== Task statement ==
Which lines in the entries below contain the word "mountain"? Pull out each of those lines in full.

== Rows ==
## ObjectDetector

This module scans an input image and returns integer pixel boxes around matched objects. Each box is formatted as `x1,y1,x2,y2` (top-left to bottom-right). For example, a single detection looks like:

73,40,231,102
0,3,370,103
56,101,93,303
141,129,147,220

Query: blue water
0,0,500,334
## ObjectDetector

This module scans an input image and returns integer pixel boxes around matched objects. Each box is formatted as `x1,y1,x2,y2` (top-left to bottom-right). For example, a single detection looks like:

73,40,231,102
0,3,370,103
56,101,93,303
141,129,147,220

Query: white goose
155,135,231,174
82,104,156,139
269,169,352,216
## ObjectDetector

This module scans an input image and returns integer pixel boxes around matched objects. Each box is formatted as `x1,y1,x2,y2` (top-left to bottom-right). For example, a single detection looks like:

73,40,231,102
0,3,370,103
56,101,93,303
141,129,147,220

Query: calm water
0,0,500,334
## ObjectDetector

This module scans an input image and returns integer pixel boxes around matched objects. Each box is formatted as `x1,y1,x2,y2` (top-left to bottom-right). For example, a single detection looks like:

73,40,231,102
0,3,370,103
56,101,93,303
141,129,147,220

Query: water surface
==
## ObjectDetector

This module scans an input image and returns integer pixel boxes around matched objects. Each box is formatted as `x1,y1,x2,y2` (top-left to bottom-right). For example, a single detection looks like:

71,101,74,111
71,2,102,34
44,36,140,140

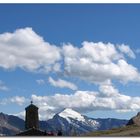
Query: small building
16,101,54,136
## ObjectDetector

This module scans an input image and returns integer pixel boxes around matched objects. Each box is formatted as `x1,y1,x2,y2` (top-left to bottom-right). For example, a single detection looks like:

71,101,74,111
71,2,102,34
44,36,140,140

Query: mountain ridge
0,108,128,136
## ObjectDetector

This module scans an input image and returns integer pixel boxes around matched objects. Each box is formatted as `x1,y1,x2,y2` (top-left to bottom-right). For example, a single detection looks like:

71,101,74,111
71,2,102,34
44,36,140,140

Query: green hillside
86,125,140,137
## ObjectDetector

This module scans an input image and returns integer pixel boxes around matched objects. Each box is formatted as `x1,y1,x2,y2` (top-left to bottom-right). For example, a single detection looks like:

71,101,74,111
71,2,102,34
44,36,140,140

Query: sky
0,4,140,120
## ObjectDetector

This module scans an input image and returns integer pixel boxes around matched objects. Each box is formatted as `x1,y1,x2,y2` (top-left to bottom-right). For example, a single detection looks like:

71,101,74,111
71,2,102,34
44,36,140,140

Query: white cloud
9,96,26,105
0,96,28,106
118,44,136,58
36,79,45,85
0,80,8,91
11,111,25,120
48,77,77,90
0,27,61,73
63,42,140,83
--
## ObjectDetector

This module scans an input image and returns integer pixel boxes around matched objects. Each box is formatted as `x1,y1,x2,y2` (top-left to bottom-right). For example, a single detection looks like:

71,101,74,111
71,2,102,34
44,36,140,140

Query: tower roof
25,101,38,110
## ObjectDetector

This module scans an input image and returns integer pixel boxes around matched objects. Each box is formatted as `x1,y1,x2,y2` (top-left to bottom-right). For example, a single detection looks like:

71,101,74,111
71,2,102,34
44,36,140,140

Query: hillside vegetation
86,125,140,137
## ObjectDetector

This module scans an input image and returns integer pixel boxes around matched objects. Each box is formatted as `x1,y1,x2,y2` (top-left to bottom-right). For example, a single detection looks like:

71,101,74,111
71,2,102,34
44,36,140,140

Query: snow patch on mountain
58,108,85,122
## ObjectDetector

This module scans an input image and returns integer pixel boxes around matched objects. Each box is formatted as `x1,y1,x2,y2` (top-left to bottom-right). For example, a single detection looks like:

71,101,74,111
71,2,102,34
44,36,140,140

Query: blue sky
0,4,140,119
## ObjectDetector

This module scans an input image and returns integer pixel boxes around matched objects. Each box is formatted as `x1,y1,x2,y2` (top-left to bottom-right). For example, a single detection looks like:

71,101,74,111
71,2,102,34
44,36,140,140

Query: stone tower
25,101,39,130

== Response for this exercise ==
Query: mountain ridge
Query: snow patch on mountain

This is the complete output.